**TASK:**
Write out again, exactly, the lines of the listing below from the first one through the one that contains "Identify the hillside town", and no other lines.
==== EXERCISE DATA ====
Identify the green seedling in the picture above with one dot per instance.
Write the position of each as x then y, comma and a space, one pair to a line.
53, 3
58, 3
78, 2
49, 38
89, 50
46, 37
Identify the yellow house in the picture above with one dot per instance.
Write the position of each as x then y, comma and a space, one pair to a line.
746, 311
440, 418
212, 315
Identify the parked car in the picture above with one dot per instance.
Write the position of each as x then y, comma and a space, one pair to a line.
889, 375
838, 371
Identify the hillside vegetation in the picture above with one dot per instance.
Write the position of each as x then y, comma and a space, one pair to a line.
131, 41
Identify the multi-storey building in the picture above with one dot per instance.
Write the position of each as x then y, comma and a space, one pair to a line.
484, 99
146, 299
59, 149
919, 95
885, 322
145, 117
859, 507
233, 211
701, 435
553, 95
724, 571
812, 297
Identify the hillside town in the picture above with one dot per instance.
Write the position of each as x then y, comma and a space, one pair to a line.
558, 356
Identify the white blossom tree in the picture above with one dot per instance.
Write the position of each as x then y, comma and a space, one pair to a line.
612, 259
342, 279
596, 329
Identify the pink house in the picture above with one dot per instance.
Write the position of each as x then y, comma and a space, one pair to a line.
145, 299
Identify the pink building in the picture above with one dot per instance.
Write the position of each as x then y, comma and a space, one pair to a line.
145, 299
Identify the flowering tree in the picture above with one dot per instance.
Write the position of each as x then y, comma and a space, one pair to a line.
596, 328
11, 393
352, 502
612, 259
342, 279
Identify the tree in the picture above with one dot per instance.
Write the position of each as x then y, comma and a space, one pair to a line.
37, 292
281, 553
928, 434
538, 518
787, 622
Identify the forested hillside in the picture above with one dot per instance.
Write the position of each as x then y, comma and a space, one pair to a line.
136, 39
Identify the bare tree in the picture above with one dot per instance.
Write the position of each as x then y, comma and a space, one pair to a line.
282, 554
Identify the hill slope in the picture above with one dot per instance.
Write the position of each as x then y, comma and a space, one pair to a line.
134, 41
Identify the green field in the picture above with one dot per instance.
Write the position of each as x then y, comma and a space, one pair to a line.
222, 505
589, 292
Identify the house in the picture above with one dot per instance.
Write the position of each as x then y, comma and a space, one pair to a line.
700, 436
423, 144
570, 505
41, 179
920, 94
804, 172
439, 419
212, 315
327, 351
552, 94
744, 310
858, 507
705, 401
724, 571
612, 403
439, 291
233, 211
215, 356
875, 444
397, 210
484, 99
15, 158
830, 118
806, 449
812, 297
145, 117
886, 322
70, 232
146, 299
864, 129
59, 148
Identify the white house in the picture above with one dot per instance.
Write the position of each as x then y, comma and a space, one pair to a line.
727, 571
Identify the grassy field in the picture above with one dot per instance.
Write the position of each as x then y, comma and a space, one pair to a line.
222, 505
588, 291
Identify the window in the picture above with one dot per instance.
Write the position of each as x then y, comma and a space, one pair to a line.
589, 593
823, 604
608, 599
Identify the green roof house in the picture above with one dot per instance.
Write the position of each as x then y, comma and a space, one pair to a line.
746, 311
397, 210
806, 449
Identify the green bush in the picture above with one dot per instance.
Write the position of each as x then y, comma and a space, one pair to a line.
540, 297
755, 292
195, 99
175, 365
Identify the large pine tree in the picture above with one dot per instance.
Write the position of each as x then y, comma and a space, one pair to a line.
====
**EXERCISE OUTPUT:**
Identify the green seedling in the picture above with one dot per instance.
Write the position of each as x then y, comma and a space, one pair to a line.
53, 3
58, 3
78, 2
49, 38
89, 50
46, 37
Identify the yellow house in the picture above with one dot per instance.
Write the position of each as x then y, comma and a space, one pair to a line.
746, 311
440, 418
212, 315
Identify the parked car in the picture above with one dot per instance.
Write the position of each as x then y, comma and a space, one pair to a line.
889, 375
838, 371
Identify the hillside vegetation in the picture above with one dot per instance.
Write the position of each as x then y, comma and a space, one pair to a line.
131, 41
Identify the multi-storey building in the picture above with one dot per instance.
Write the position of each as x then y, comma and a space, one pair to a line.
484, 99
146, 299
59, 149
919, 95
885, 322
145, 117
859, 507
233, 211
701, 435
553, 95
724, 571
812, 297
Identify the hillside town in the picture above with one dot per instance.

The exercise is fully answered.